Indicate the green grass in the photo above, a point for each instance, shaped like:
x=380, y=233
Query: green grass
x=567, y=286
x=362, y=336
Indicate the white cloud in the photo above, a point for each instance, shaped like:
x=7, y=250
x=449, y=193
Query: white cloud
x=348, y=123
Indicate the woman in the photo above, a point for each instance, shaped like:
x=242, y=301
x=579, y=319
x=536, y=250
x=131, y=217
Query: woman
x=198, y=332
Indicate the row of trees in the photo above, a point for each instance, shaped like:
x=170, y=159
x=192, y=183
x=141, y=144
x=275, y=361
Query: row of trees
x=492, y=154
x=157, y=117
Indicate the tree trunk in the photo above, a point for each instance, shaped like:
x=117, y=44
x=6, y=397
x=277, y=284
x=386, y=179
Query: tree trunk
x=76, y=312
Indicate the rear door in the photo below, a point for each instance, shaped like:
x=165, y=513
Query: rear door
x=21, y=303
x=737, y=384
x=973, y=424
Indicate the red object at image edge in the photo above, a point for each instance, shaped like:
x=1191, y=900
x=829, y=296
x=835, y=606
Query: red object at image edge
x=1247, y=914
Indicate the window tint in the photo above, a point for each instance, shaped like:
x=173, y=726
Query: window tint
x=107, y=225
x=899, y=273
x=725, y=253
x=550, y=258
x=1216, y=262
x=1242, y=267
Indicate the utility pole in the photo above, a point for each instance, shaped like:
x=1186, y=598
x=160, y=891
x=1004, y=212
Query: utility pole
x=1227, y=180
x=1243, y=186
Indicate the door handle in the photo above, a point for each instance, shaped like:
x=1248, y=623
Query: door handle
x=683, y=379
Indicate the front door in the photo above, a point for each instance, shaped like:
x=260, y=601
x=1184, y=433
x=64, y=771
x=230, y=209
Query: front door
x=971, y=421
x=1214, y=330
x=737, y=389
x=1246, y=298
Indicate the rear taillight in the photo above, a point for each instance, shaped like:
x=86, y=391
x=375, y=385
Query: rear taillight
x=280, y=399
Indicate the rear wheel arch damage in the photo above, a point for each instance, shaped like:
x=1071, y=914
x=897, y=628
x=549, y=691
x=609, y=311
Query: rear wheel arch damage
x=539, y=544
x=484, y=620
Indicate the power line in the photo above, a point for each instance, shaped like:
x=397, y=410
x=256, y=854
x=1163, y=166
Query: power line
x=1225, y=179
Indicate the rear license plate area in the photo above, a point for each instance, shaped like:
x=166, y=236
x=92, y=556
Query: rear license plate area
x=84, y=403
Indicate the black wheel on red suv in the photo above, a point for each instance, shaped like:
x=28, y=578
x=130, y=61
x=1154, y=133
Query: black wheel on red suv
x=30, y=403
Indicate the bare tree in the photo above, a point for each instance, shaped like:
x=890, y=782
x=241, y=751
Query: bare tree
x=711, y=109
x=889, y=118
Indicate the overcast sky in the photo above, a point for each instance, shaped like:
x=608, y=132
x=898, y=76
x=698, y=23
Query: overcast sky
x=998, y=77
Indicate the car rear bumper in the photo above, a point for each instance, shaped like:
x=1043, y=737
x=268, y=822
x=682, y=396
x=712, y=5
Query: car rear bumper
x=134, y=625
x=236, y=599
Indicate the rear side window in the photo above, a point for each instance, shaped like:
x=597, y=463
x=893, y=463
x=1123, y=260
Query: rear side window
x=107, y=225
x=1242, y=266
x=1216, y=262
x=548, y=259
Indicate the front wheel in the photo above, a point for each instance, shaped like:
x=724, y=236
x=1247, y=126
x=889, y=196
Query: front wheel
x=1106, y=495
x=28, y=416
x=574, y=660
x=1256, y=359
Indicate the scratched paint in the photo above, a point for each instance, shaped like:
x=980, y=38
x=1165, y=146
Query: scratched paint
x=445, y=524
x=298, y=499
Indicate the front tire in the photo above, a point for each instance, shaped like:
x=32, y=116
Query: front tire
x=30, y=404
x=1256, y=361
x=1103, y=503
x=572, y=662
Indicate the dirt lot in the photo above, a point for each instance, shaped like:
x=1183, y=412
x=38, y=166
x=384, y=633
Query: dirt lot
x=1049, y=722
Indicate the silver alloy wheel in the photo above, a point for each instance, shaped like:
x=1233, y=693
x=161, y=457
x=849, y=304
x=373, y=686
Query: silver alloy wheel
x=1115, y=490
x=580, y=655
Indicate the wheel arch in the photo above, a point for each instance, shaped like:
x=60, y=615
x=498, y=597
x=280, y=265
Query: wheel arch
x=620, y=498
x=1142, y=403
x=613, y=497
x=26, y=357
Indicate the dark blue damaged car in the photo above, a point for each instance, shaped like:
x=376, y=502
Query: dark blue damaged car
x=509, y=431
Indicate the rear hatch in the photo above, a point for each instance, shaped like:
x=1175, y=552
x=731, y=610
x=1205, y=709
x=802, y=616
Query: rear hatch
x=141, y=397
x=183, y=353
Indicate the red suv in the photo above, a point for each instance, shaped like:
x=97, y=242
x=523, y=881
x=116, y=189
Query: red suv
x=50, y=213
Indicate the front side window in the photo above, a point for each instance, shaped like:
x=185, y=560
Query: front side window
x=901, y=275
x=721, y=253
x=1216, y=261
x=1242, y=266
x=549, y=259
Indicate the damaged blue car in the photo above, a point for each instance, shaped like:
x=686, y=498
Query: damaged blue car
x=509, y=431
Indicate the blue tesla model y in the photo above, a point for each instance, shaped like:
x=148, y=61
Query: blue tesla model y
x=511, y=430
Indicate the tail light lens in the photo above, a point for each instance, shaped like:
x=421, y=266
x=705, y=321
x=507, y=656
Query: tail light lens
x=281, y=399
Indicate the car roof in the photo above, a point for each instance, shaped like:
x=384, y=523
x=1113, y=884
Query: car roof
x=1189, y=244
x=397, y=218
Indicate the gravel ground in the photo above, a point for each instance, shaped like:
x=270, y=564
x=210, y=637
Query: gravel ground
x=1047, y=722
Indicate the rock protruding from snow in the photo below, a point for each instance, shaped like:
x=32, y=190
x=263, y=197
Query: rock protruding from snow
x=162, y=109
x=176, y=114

______

◆ Set task ◆
Write out every entry exactly as given.

◆ Expected output ◆
Indicate the green grass in the photo above, a point for each instance, shaped like:
x=380, y=233
Query: green grass
x=567, y=286
x=362, y=336
Indicate the white cloud in the photo above, a point for each instance, shaped like:
x=7, y=250
x=449, y=193
Query: white cloud
x=348, y=123
Indicate the woman in the photo above, a point for each instance, shaped like:
x=242, y=301
x=579, y=319
x=536, y=250
x=131, y=217
Query: woman
x=198, y=332
Indicate the row of trees in the photo above, a point for each instance, shaped like:
x=170, y=159
x=192, y=183
x=141, y=144
x=275, y=361
Query: row of trees
x=492, y=154
x=157, y=117
Indicate the tree trunk in the photo above, a point for each instance, shaped like:
x=117, y=44
x=6, y=397
x=277, y=284
x=386, y=179
Query: tree trunk
x=76, y=312
Indicate the rear door in the photo below, a point for each instance, shaped like:
x=165, y=513
Query: rear door
x=21, y=303
x=737, y=384
x=973, y=424
Indicate the red object at image edge in the photo above, a point for each instance, shaped like:
x=1191, y=900
x=829, y=296
x=835, y=606
Query: red object at image edge
x=1247, y=914
Indicate the window tint in the photo above, a point for each instance, shaped like:
x=173, y=726
Query: window tint
x=107, y=225
x=899, y=273
x=725, y=253
x=550, y=258
x=1216, y=262
x=1242, y=267
Indicate the utility pole in the photo above, a point for each instance, shaped like:
x=1186, y=598
x=160, y=891
x=1004, y=212
Query: utility pole
x=1227, y=180
x=1243, y=186
Indicate the door handle in the photo above, a point for each instance, shaped like:
x=1248, y=623
Query: door handle
x=683, y=379
Indicate the front door in the photo above, a point for each instance, shaped like:
x=260, y=601
x=1184, y=433
x=64, y=771
x=230, y=209
Query: front door
x=971, y=421
x=1214, y=330
x=737, y=389
x=1246, y=298
Indicate the rear taillight in the photo above, a point for each instance, shaped like:
x=86, y=391
x=375, y=385
Query: rear taillight
x=280, y=399
Indicate the rear wheel arch damage in the photo above, a point for each instance, shaped like:
x=1071, y=914
x=897, y=628
x=549, y=691
x=609, y=311
Query: rear wheel arch damage
x=539, y=544
x=484, y=620
Indicate the power line in the photo above, a point for each instance, shaped like:
x=397, y=410
x=256, y=854
x=1163, y=166
Query: power line
x=1225, y=179
Indicate the rear license plate area in the photo above, a point for each instance, shaped like:
x=166, y=236
x=92, y=556
Query: rear license plate area
x=84, y=403
Indicate the black wheel on red suv in the photo above, a point for each instance, shaped like:
x=28, y=578
x=130, y=61
x=1154, y=133
Query: black wheel on red suv
x=30, y=403
Indicate the bare tree in the photo above, a point for each instance, shaped like:
x=890, y=782
x=241, y=751
Query: bare tree
x=711, y=109
x=889, y=118
Indicate the overcast sky in the photo above, a point for each instance, shaped like:
x=608, y=132
x=898, y=76
x=698, y=23
Query: overcast sky
x=998, y=77
Indicate the car rear bumper in the photo above, a point for each instance, shaped like:
x=1043, y=737
x=268, y=822
x=682, y=396
x=712, y=5
Query: car rear bumper
x=134, y=625
x=236, y=599
Indicate the rear side window in the photo above, a point for each instance, shaped like:
x=597, y=463
x=893, y=463
x=1123, y=260
Query: rear side window
x=107, y=225
x=1242, y=266
x=1216, y=262
x=548, y=259
Indicate the front wheel in the photo above, a point for each instance, shaped like:
x=724, y=236
x=1247, y=126
x=889, y=196
Query: front wheel
x=1106, y=495
x=28, y=416
x=574, y=660
x=1256, y=359
Indicate the scratched paint in the photo above, a point for each instance, shaped like:
x=980, y=38
x=1165, y=146
Query: scratched paint
x=445, y=524
x=298, y=499
Indicate the front tire in the photo above, a point for each instance, shaped like:
x=32, y=116
Query: front tire
x=30, y=404
x=1256, y=361
x=1103, y=503
x=572, y=662
Indicate the dirt lot in the photo above, a point for each instance, shaped like:
x=1183, y=412
x=38, y=166
x=384, y=633
Query: dirt lot
x=1049, y=722
Indicate the silver alloy wheel in the photo above, a point for each instance, shaped like:
x=1233, y=693
x=161, y=457
x=849, y=304
x=373, y=686
Query: silver alloy wheel
x=1115, y=490
x=580, y=655
Indicate the wheel arch in the photo above, a point for each instance, shaped like:
x=60, y=615
x=498, y=597
x=280, y=265
Query: wheel arch
x=620, y=498
x=1142, y=403
x=613, y=497
x=26, y=357
Indicate the dark blue damaged car in the photo above, a point for each instance, shaped like:
x=376, y=502
Query: dark blue damaged car
x=509, y=431
Indicate the rear hatch in the photo above, a point for each instance, shaped like:
x=1175, y=552
x=731, y=610
x=1205, y=709
x=802, y=616
Query: rear hatch
x=141, y=397
x=183, y=353
Indicate the red suv in the photo above, a point for each instance, shaped like:
x=97, y=242
x=523, y=881
x=116, y=189
Query: red suv
x=50, y=213
Indicate the front side window in the photo above, a point for each instance, shaped like:
x=185, y=560
Query: front side window
x=901, y=275
x=721, y=253
x=1216, y=261
x=1242, y=266
x=549, y=259
Indicate the damaged blue car in the photo above, a point for each instance, shaped like:
x=686, y=498
Query: damaged blue car
x=509, y=431
Indicate the blue tesla model y in the photo above, a point for each instance, shaped like:
x=148, y=61
Query: blue tesla model y
x=511, y=430
Indicate the tail light lens in the photo above, a point for each instance, shaped like:
x=421, y=266
x=705, y=321
x=507, y=656
Query: tail light lens
x=281, y=399
Indicate the car roof in the photo above, a point for each instance, shaped like:
x=384, y=523
x=1113, y=884
Query: car roof
x=1189, y=244
x=397, y=218
Indicate the gravel ground in the photo above, a point for each instance, shaped like:
x=270, y=564
x=210, y=637
Query: gravel ground
x=1047, y=722
Indicate the rock protruding from snow in the photo below, a point for each instance, shaped like:
x=32, y=190
x=263, y=197
Query: rock protruding from snow
x=162, y=109
x=176, y=114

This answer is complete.